┌────────

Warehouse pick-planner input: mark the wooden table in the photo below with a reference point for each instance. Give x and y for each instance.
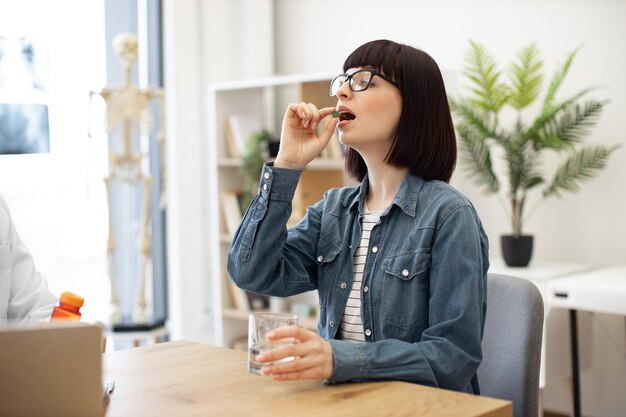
(190, 379)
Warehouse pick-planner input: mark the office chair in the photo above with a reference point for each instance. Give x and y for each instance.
(512, 343)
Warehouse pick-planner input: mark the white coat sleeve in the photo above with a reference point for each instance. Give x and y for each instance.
(24, 293)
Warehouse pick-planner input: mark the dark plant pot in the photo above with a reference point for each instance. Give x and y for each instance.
(517, 251)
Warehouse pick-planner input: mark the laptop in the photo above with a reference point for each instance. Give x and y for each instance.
(51, 369)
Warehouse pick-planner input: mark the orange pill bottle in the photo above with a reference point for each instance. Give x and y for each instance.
(68, 308)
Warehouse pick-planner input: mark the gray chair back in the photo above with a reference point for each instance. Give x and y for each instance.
(512, 343)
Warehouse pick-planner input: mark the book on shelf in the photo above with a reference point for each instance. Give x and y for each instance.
(239, 128)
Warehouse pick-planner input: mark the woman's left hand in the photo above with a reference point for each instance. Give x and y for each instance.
(313, 356)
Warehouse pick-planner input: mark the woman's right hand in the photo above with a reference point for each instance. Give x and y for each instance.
(299, 144)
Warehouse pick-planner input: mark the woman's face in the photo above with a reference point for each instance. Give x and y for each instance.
(376, 112)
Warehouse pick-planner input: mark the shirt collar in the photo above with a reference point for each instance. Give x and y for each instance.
(406, 198)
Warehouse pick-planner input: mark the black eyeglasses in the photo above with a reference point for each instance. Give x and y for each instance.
(357, 81)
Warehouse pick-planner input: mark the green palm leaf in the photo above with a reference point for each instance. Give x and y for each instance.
(481, 69)
(526, 77)
(477, 156)
(574, 124)
(557, 80)
(482, 122)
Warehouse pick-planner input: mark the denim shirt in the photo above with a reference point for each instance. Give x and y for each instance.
(424, 283)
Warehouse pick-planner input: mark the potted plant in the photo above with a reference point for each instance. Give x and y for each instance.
(493, 122)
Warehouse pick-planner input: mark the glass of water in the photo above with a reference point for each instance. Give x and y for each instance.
(259, 325)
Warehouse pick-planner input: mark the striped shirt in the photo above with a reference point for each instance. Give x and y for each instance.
(351, 327)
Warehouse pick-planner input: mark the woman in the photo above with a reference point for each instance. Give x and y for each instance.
(399, 261)
(24, 294)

└────────

Description of the task >>
Return the lines beginning at the one that contains "Warehouse pick-planner input: mark the potted" and continuing through the last line of the data, exactly as they stand and without any others.

Response to this exercise >>
Warehouse pick-planner input: mark the potted plant in the photo above with a reference point for each instance. Give x and y for each instance.
(493, 122)
Warehouse pick-planner input: mark the glass of water in the photo above with a reference point for each instance. Give x and y for each instance.
(259, 325)
Warehouse pick-planner input: mark the striped shirt in the photo above with a reference point for each instance. Give x and y for each instance.
(351, 327)
Warehouse pick-planner input: mark the woman in the photo above with a reference point for each instance. Give x and y for each instance.
(399, 261)
(24, 294)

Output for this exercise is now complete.